GIVEN REQUEST:
Find "Give a dot for each instance of the man wearing" in the material below, then copy that line and every subsequent line to the end, exactly.

Dataset entries:
★ ★ ★ ★ ★

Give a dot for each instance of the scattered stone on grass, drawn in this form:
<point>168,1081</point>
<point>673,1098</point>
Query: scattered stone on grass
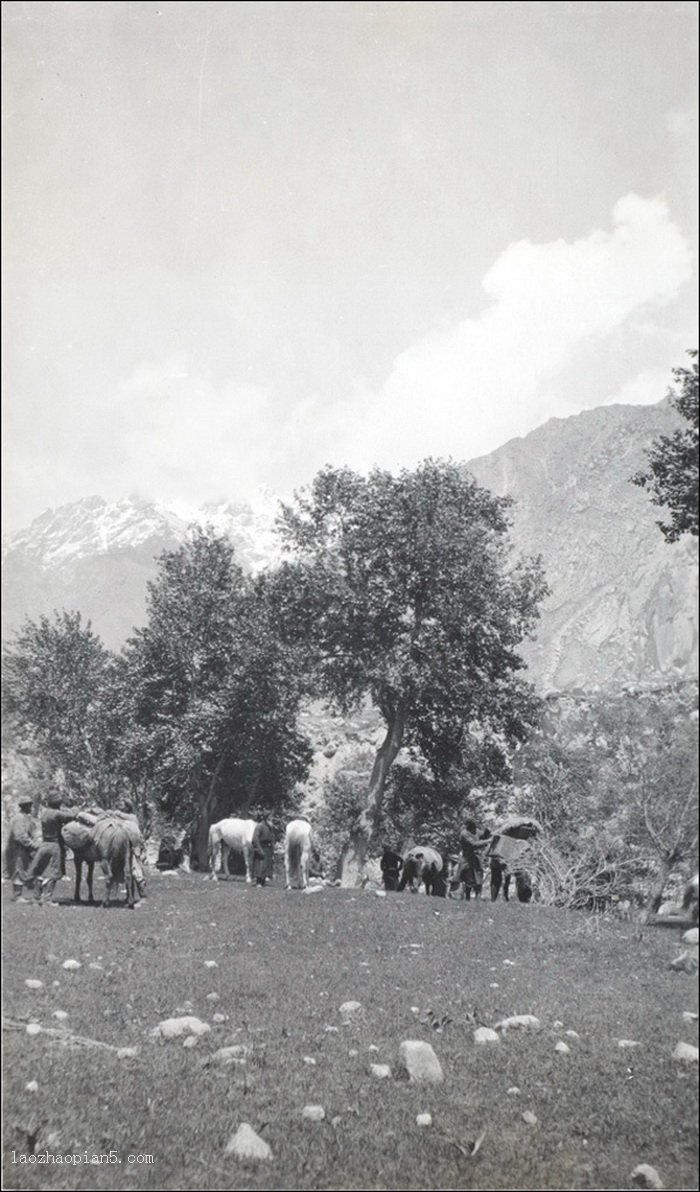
<point>685,963</point>
<point>685,1053</point>
<point>519,1022</point>
<point>646,1177</point>
<point>348,1011</point>
<point>245,1143</point>
<point>421,1063</point>
<point>485,1035</point>
<point>172,1028</point>
<point>314,1112</point>
<point>235,1053</point>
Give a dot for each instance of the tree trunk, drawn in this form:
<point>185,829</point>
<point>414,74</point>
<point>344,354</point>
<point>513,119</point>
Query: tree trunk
<point>656,893</point>
<point>354,854</point>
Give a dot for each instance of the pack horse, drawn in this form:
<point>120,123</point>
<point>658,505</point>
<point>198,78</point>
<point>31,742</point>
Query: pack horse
<point>227,836</point>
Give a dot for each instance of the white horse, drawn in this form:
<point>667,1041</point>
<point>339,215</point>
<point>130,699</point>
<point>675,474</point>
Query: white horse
<point>297,852</point>
<point>231,833</point>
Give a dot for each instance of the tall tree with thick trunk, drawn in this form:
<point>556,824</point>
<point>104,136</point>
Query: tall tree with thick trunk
<point>406,591</point>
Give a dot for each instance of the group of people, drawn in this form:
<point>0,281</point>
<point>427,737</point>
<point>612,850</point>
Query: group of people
<point>36,849</point>
<point>466,870</point>
<point>36,852</point>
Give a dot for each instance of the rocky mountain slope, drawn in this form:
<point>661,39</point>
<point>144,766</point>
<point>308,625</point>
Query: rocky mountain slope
<point>623,603</point>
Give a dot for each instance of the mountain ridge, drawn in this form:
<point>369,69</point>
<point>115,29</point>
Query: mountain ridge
<point>623,602</point>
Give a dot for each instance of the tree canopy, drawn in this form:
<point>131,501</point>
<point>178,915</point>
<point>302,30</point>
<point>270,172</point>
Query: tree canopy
<point>212,691</point>
<point>673,477</point>
<point>406,591</point>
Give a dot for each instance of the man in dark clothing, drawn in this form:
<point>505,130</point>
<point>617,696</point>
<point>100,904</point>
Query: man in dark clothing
<point>262,849</point>
<point>390,865</point>
<point>472,844</point>
<point>49,862</point>
<point>22,845</point>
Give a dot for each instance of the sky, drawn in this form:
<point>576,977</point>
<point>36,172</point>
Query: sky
<point>242,241</point>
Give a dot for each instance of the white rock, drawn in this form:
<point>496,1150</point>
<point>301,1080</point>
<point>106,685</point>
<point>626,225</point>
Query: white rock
<point>172,1028</point>
<point>646,1177</point>
<point>314,1112</point>
<point>350,1010</point>
<point>519,1022</point>
<point>420,1061</point>
<point>485,1035</point>
<point>235,1053</point>
<point>686,1053</point>
<point>245,1143</point>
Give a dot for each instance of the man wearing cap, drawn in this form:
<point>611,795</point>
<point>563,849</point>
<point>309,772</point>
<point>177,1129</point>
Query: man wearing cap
<point>49,862</point>
<point>22,845</point>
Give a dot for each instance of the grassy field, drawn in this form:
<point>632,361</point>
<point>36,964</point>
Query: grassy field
<point>421,968</point>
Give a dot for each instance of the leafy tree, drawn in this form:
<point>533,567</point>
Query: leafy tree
<point>673,460</point>
<point>406,591</point>
<point>61,703</point>
<point>214,694</point>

★ ★ ★ ★ ★

TASK OUTPUT:
Give a dot for each instance of the man wearing cap, drawn in this form:
<point>611,795</point>
<point>563,849</point>
<point>309,772</point>
<point>177,1129</point>
Query: man wearing cap
<point>49,862</point>
<point>22,845</point>
Give a dot for each instance of the grassy field, drawn in this form:
<point>632,361</point>
<point>36,964</point>
Query: grassy field
<point>421,968</point>
Give a dot for each instance of the leafy tree, drawn in this form:
<point>533,567</point>
Query: leafy tree
<point>673,460</point>
<point>406,591</point>
<point>61,703</point>
<point>214,694</point>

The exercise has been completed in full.